Please gather every line of the records below that contains the word "metal", and copy each such line in full.

■ ■ ■ ■ ■

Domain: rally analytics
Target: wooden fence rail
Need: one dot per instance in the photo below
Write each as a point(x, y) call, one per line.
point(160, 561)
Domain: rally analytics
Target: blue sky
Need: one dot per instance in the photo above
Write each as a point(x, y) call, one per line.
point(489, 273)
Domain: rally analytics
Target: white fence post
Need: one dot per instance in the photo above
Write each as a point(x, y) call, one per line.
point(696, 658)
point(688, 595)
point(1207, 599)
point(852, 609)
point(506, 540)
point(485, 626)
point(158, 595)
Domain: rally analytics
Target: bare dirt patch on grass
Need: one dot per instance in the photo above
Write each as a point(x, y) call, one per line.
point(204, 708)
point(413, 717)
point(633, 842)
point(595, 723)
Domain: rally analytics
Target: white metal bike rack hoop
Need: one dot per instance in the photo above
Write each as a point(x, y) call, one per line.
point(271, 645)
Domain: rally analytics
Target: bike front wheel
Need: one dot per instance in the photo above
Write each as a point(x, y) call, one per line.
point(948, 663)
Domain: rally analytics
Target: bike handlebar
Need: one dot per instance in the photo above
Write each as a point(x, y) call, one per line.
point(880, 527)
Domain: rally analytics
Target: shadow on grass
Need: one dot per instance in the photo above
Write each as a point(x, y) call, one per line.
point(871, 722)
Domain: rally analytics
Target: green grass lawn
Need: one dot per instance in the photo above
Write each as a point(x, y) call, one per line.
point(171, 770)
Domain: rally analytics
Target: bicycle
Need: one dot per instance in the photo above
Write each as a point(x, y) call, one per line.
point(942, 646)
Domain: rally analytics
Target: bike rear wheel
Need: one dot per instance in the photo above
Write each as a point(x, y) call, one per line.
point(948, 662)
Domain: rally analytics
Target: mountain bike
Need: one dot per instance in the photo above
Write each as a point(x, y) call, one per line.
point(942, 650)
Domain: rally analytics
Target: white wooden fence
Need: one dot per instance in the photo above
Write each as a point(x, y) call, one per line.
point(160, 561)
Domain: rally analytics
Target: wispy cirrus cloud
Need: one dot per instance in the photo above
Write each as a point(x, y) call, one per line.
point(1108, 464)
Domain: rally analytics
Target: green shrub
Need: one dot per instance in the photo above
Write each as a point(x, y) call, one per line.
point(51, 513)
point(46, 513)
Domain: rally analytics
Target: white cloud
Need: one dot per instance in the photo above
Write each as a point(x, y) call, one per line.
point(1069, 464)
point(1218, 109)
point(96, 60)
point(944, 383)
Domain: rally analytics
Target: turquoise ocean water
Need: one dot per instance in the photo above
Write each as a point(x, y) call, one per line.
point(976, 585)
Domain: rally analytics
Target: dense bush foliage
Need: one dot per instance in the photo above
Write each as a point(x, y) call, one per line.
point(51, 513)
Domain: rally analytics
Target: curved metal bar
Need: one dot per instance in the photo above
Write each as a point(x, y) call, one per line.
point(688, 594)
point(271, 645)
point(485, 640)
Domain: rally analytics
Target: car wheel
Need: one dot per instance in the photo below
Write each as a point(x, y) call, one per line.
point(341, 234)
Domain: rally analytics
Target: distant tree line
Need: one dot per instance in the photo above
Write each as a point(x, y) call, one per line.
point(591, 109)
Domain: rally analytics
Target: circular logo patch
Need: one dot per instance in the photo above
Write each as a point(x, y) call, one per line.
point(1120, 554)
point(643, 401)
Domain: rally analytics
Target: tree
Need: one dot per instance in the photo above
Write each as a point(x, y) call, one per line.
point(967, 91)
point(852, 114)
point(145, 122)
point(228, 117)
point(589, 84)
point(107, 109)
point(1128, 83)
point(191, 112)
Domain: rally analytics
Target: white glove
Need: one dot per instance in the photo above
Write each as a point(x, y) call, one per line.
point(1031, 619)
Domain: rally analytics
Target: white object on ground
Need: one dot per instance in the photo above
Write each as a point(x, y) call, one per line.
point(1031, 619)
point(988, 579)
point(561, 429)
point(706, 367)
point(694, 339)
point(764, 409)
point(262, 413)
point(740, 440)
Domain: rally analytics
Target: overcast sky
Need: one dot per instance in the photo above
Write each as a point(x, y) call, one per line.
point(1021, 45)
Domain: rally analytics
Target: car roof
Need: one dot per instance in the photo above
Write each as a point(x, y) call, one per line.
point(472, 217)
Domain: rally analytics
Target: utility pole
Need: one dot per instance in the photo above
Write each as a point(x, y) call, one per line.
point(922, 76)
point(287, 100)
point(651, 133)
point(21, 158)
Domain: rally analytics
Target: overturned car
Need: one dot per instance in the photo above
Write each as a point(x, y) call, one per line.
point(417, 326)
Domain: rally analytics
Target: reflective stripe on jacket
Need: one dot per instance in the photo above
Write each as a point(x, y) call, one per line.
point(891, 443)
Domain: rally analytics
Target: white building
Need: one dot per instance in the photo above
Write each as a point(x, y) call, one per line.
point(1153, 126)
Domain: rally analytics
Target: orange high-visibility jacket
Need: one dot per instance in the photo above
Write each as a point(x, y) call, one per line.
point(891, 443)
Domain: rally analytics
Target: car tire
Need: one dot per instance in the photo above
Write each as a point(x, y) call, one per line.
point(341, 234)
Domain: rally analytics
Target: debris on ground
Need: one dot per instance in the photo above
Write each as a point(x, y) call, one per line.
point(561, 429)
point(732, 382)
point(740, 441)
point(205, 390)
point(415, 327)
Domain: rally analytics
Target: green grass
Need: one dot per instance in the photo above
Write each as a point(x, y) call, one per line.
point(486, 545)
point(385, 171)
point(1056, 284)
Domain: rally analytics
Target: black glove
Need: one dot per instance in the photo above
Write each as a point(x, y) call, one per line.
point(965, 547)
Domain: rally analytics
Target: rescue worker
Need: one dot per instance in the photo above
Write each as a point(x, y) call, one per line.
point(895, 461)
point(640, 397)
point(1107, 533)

■ ■ ■ ■ ■

**ANSWER TO THIS TASK:**
Target: white metal bike rack hoop
Target: curved metal bar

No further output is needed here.